> **SELECTED EXTRACT**
The artificial intelligence boom has taken over Wall Street's megacap tech giants as global leaders and investors figure out the innovational shift in business. In the same backdrop, Greg Jensen, co-chief investment officer at Bridgewater Associates said in a recent interview that investors who are convinced the AI boom has gone too far should brace for what's about to hit the market, according to a report by Business Insider.
According to Jensen, global AI leaders including Elon Musk and Sam Altman believe that the stakes are existential and that ''the power to control Earth and the universe is only a couple years away.'' The hedge fund leader believes the world is now entering a "more dangerous phase" of the AI cycle — defined by scarce resources, higher spending, and intense competition — and that investors are not prepared for what comes next.
AI bubble with 'speculative phase' ahead of us : Greg Jensen
Jensen said the market still hasn't grasped how transformative the technology will be or how much capital is about to flood into it. Leading business leaders and investors, such as Bill Gates and Michael Burry, have said that the AI boom resembles the dot-com era. However, Jensen believes the world hasn't even reached the speculative phase. The hedge fund executive has spent more than a decade working with machine learning.

> **ACTIONS TO TAKE**
**a)** According to the article on Greg Jensen's AI views, what three features define the "more dangerous phase" of the AI cycle?
**b)** Continue the article on Greg Jensen's AI views from where it stops.

(Extracted data entries)
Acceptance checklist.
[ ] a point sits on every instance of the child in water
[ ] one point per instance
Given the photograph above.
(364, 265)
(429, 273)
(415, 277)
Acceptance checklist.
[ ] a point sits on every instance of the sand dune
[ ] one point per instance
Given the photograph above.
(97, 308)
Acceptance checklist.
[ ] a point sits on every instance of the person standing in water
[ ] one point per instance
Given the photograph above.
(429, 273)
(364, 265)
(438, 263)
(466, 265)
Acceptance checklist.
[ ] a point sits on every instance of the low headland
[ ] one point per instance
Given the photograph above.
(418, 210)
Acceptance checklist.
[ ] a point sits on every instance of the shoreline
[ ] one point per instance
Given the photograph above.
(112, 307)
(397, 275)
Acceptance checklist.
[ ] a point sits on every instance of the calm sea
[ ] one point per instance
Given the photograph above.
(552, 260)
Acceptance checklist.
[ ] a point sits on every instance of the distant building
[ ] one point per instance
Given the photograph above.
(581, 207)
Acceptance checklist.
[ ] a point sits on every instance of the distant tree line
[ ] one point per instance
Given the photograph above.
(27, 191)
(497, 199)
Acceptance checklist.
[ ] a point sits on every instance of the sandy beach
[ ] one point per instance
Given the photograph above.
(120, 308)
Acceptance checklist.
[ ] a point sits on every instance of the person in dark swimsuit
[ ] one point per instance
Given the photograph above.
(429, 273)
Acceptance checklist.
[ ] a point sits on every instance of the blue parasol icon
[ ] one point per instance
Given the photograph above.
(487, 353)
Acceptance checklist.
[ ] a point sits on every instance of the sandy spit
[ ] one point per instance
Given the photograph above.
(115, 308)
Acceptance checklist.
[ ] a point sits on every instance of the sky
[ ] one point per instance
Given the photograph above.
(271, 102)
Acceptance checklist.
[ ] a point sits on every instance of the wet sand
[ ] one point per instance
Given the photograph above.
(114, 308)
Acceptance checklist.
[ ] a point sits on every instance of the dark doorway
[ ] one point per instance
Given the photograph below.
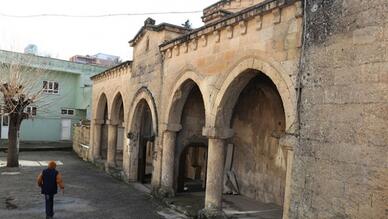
(146, 145)
(193, 168)
(104, 135)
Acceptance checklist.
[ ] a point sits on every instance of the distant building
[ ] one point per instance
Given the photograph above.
(31, 49)
(66, 96)
(101, 59)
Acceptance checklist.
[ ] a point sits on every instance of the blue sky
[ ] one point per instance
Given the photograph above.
(63, 37)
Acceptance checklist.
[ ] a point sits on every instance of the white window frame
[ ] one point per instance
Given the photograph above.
(30, 110)
(67, 112)
(49, 87)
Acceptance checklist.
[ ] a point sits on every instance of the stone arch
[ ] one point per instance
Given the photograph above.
(116, 136)
(277, 82)
(143, 113)
(179, 94)
(100, 130)
(238, 78)
(117, 103)
(100, 108)
(143, 94)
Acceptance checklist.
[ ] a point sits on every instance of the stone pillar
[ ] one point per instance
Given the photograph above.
(97, 139)
(215, 174)
(215, 170)
(112, 144)
(288, 143)
(168, 159)
(167, 183)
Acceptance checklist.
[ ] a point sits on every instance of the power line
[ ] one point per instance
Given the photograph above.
(98, 15)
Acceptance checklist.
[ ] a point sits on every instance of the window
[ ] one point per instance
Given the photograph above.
(69, 112)
(31, 110)
(51, 87)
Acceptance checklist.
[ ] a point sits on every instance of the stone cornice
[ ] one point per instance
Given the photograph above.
(227, 23)
(117, 71)
(157, 28)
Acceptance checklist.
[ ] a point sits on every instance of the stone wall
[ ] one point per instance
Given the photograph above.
(259, 161)
(341, 164)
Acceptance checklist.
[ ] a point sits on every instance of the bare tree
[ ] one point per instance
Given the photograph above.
(18, 90)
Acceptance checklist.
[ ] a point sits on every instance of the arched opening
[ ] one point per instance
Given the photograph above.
(118, 120)
(144, 142)
(102, 135)
(191, 145)
(253, 108)
(192, 168)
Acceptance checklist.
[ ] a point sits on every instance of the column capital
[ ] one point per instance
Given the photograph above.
(99, 121)
(171, 127)
(288, 142)
(111, 122)
(217, 132)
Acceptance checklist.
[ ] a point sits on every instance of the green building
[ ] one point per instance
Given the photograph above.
(65, 96)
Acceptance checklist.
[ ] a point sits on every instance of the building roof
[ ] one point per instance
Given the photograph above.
(121, 65)
(233, 18)
(149, 24)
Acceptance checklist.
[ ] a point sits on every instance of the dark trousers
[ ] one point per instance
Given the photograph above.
(49, 205)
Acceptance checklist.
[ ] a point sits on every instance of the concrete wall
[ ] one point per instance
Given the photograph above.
(340, 168)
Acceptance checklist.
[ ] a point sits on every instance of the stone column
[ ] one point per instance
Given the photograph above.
(168, 159)
(288, 143)
(97, 139)
(215, 170)
(215, 174)
(112, 144)
(167, 183)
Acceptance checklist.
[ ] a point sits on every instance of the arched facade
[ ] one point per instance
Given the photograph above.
(198, 94)
(142, 133)
(100, 140)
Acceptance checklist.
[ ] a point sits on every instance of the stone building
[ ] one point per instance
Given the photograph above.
(289, 98)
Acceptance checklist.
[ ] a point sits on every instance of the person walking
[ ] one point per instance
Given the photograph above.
(49, 180)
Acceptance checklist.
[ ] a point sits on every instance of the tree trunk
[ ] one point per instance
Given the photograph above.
(13, 143)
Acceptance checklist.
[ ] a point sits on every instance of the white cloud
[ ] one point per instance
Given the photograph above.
(63, 37)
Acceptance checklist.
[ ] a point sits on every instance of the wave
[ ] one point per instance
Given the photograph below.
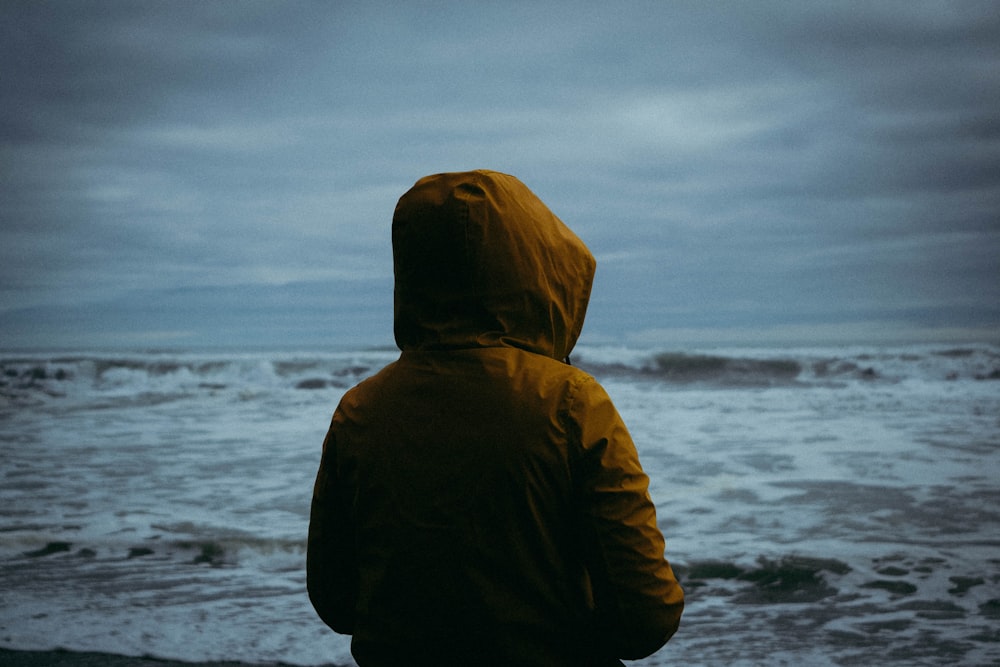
(765, 368)
(151, 378)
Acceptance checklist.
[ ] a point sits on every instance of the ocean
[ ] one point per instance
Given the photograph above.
(828, 506)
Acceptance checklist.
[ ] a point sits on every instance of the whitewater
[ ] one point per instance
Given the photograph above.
(828, 506)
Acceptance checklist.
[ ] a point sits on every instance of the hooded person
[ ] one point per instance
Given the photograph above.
(479, 501)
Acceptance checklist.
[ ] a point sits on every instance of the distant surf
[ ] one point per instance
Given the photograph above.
(823, 506)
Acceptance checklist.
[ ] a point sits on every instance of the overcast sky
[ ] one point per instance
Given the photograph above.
(212, 172)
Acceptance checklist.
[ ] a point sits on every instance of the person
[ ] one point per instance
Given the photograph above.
(479, 501)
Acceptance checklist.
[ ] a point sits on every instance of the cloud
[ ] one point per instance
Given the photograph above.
(727, 162)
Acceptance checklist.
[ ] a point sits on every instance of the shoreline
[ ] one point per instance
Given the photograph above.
(68, 658)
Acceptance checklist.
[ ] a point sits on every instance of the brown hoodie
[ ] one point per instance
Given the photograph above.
(480, 502)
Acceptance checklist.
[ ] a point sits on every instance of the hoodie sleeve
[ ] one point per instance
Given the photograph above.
(331, 562)
(637, 598)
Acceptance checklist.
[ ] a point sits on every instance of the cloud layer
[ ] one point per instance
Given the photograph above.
(738, 169)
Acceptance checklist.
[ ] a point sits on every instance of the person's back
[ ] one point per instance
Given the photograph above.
(479, 501)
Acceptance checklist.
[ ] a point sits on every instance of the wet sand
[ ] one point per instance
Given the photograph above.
(10, 658)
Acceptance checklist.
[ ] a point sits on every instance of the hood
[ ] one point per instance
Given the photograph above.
(480, 261)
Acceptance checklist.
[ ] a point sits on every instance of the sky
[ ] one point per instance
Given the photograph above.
(188, 174)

> **RESULTS FOR THE EXERCISE**
**a)** Scarce resources, higher spending, and intense competition.

**b)**
"The bubble is ahead of us, not behind us," Jensen said in an interview on the "In Good Company" podcast on Wednesday with Norges Bank Investment Management CEO Nicolai Tangen, as per Business Insider. The veteran believes we're still in the phase "where people have no idea what's hitting them," and that most investors don't yet understand how radically AI will reshape markets, geopolitics, and economic growth.
AI boom has triggered 'resource grab phase'
Elon Musk's constant spending on developing AI platforms and OpenAI's advancements has proved that tech giants will leap on incentives to capitalise on AI. As per Jensen, that mindset means capital expenditure won't slow just because valuations look stretched or funding gets expensive. He believes the ''money is going to get spent''
The accelerating spending has triggered what Jensen calls a "resource grab phase," unlike anything the tech industry has experienced before. He noted that the rush for power, data-center land, and advanced chips is already creating bottlenecks, including the talent space. Jensen estimated "less than a thousand" people globally qualify as truly cutting-edge AI scientists, and the fierce competition to hire them is slowing down the global scientific progress.
Despite AI's growing impact on equities, currency, and commodities, Jensen said investors still focus too narrowly on the current winners. Meanwhile, AI-related capital spending is now large enough to move macro indicators: Jensen estimates that about one percentage point of US GDP growth this year stems from AI investment alone. Jensen added that "all of this is just the beginning".
The 'AI bubble' essentially refers to the possibility of the AI boom having outrun the fundamentals, where the stock valuations of AI-linked tech companies are seen as inflated as compared to their profits and revenue.